_EXCERPTED TEXT_
What Causes Allergies? The Role of Antibodies:
The immune system is similar to a sensory system in that it receives input from the environment and produces an adaptive response. Its purpose is to recognize foreign invaders, such as bacteria and parasites, and launch an attack to neutralize the threat of infection. It also recognizes and disposes of ill or defective internal cells, to prevent a disease from spreading.
The way the immune system accomplishes this is by recognizing what is foreign or abnormal, and separating it from what is normal. This is done through a complex process that produces millions of unique antibodies which serve as recognition agents that can trigger an immune response.
After an antibody becomes activated through recognition/interaction with a foreign protein it is then mass produced by immune cells and circulates the body to form an immunological memory. This is how vaccinations work, where exposure to weakened or partial components of disease-causing microbes allows the body to prepare itself for launching a large immune response when the microbe is encountered in the future.

_DATA UNDER STUDY_
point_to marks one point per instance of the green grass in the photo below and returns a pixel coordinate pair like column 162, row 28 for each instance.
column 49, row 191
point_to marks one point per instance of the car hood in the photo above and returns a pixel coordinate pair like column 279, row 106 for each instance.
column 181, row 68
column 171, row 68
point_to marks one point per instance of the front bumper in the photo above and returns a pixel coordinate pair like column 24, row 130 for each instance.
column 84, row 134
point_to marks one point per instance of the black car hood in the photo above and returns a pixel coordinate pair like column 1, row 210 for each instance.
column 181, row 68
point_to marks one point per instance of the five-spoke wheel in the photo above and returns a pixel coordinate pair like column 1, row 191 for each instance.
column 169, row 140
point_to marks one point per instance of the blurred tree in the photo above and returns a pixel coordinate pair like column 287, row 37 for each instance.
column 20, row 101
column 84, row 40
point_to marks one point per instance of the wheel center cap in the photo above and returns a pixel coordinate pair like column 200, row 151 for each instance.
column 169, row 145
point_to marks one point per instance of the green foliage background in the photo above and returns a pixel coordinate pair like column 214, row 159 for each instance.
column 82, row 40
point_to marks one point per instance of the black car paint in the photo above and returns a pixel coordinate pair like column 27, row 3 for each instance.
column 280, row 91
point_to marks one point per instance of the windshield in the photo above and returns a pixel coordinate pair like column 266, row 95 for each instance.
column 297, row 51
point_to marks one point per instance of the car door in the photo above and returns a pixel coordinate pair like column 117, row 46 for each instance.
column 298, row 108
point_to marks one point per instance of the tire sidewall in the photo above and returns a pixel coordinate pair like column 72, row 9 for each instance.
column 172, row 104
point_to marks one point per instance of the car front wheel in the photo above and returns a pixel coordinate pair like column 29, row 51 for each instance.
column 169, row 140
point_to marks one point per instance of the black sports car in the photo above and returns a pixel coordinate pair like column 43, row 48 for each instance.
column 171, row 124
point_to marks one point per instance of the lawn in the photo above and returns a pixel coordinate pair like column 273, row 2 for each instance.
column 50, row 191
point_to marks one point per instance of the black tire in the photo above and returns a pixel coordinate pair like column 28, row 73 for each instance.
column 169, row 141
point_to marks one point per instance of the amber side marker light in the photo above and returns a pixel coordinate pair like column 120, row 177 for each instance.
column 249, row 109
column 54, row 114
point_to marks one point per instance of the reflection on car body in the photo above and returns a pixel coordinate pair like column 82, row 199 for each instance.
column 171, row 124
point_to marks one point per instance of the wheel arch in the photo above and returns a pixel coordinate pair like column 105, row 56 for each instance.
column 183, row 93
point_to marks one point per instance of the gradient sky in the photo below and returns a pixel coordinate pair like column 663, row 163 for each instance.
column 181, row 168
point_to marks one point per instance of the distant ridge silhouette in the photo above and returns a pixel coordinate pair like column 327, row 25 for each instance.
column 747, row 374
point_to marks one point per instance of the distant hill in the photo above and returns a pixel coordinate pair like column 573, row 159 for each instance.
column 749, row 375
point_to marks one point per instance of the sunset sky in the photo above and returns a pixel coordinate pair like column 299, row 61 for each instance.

_TASK INSTRUCTIONS_
**1.** According to the text on antibodies, what do the millions of unique antibodies serve as?
**2.** Say whether each statement agrees with the text on antibodies, and quote the words that decide it: (a) The immune system disposes of ill or defective internal cells. (b) An antibody is mass produced before it becomes activated. (c) Vaccinations expose the body to fully active disease-causing microbes.
Nothing in the listing is needed for these tasks.

_ANSWERS FOR THE EXERCISE_
**1.** They serve as recognition agents that can trigger an immune response.

**2.**
(a) Yes: "It also recognizes and disposes of ill or defective internal cells"
(b) No: "After an antibody becomes activated through recognition/interaction with a foreign protein it is then mass produced by immune cells"
(c) No: "exposure to weakened or partial components of disease-causing microbes"